[Verilen Problem a] Aşağıdaki belge metnini iki cümleyle özetleyiniz.

Katılımcıların Ramazan aylarını tebrik eden İmamoğlu, “Bu ay, paylaşmanın ayıdır. Bu ay, bedenen ve ruhen arınmanın ve manevi temizliğin ayıdır. Bu günler; yardımlaşmanın, iyi ahlaklı olmanın ve hep öyle kalmanın günleridir. Ancak bir yandan da öyle kötü günlerde yaşıyoruz ki, bütün bu güzel meziyetleri unutmuş bir iktidar var ülkede. Ahlakı, dürüstlüğü, helal lokma yemeyi bir kenara bırakmışlar. ‘Halka hizmet demek, hakka hizmet d
emektir’ düsturunu unutmuşlar. Kendileri mevzubahis oldu mu ‘itibardan tasarruf olmaz’ deyip, har vurup harman savuruyorlar; vatandaşa gelince musluklar kısılıyor, vatandaşın payına sadece sabretmek düşüyor. Emekli, asgari ücretli, memur, çiftçi ve her meslekten emekçi açlığa ve yoksulluğa mahkum ediliyor. ‘Ekonomi uzmanıyım’ diye geçinenler, izledikleri yanlış politikalarla, milletin ocağına incir ağacı dikti… Tarımı, üretimi sanayiyi bitme noktasına getirdi” dedi. 

“HER ŞEYİ EN İYİ BEN BİLİRİM DİYEN AKIL…”

[Verilen Liste]
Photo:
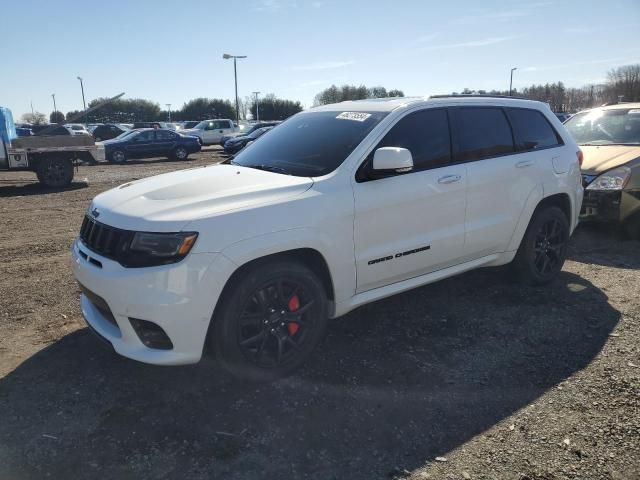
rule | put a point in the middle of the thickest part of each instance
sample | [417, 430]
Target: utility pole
[226, 56]
[84, 104]
[55, 110]
[511, 80]
[257, 107]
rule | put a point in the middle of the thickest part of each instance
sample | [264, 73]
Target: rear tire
[55, 172]
[118, 156]
[180, 153]
[543, 248]
[632, 227]
[257, 333]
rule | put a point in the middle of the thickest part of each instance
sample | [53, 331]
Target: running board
[409, 284]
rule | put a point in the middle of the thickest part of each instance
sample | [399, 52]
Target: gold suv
[609, 138]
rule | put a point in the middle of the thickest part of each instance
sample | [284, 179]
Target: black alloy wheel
[270, 319]
[550, 244]
[543, 248]
[274, 322]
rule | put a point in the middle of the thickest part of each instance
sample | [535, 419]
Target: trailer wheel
[55, 172]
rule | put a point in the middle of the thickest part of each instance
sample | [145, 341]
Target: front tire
[118, 156]
[269, 321]
[180, 153]
[543, 249]
[55, 172]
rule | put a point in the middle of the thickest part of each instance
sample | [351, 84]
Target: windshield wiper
[267, 168]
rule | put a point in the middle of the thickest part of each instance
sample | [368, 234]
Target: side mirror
[393, 158]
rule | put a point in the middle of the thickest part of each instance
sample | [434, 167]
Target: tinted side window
[165, 135]
[531, 129]
[145, 136]
[482, 132]
[425, 134]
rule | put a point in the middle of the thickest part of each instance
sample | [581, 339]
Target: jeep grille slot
[103, 239]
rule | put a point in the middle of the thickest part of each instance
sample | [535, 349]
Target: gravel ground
[470, 378]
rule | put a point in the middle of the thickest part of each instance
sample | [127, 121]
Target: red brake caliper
[294, 304]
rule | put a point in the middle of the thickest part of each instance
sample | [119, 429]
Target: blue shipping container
[7, 127]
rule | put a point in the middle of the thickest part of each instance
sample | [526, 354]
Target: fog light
[151, 334]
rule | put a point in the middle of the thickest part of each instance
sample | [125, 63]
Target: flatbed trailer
[53, 165]
[51, 157]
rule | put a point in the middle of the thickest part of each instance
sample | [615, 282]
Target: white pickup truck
[50, 157]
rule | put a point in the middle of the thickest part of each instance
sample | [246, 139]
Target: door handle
[524, 164]
[449, 179]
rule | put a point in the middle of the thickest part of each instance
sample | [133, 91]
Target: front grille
[587, 179]
[107, 241]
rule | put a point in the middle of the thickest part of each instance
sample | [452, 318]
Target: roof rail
[481, 95]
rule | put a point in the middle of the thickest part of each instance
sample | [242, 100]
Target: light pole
[55, 110]
[257, 107]
[511, 81]
[84, 104]
[226, 56]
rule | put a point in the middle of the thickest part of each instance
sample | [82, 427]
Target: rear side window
[481, 133]
[426, 135]
[532, 130]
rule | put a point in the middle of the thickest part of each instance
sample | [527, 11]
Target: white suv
[211, 131]
[338, 206]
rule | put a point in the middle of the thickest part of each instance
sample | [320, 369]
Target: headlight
[615, 179]
[152, 249]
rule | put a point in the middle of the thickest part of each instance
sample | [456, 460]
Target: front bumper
[610, 206]
[180, 298]
[601, 205]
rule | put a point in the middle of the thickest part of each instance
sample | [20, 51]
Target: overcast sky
[171, 51]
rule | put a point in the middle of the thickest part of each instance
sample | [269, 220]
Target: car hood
[168, 202]
[240, 138]
[600, 158]
[113, 141]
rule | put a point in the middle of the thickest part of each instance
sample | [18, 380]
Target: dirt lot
[473, 377]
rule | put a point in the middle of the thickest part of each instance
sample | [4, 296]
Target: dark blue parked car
[149, 142]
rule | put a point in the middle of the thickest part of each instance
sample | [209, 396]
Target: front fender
[340, 261]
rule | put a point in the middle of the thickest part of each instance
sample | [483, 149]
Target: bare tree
[625, 81]
[36, 118]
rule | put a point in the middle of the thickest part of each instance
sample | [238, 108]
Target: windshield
[257, 132]
[606, 127]
[310, 144]
[127, 133]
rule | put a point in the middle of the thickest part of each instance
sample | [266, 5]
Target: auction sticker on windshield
[357, 116]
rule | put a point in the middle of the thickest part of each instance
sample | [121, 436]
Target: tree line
[140, 110]
[622, 83]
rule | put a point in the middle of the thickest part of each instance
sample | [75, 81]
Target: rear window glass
[531, 129]
[481, 133]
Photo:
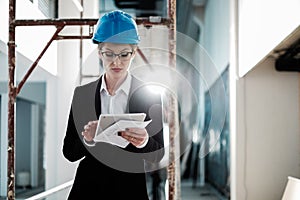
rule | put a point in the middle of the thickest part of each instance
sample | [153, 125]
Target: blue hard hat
[116, 27]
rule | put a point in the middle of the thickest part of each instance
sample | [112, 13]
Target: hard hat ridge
[116, 27]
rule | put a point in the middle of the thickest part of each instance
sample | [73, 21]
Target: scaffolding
[14, 89]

[Verilen Problem b] Yukarıdaki listede "hard" dizesini içeren bütün satırları toplayınız. Büyük-küçük harf ayrımı dikkate alınır.

[Doğru Sonuç a] İmamoğlu, katılımcıların Ramazan ayını tebrik ederek bu ayı paylaşmanın, arınmanın ve yardımlaşmanın ayı olarak niteledi. Ülkedeki iktidarın bu meziyetleri unuttuğunu, kendi harcamalarını kısmayıp vatandaşa yalnızca sabretmeyi bıraktığını ve yanlış politikalarla emekçileri yoksulluğa mahkûm edip tarımı, üretimi ve sanayiyi bitme noktasına getirdiğini söyledi.

[Doğru Sonuç b]
Target: blue hard hat
Target: hard hat ridge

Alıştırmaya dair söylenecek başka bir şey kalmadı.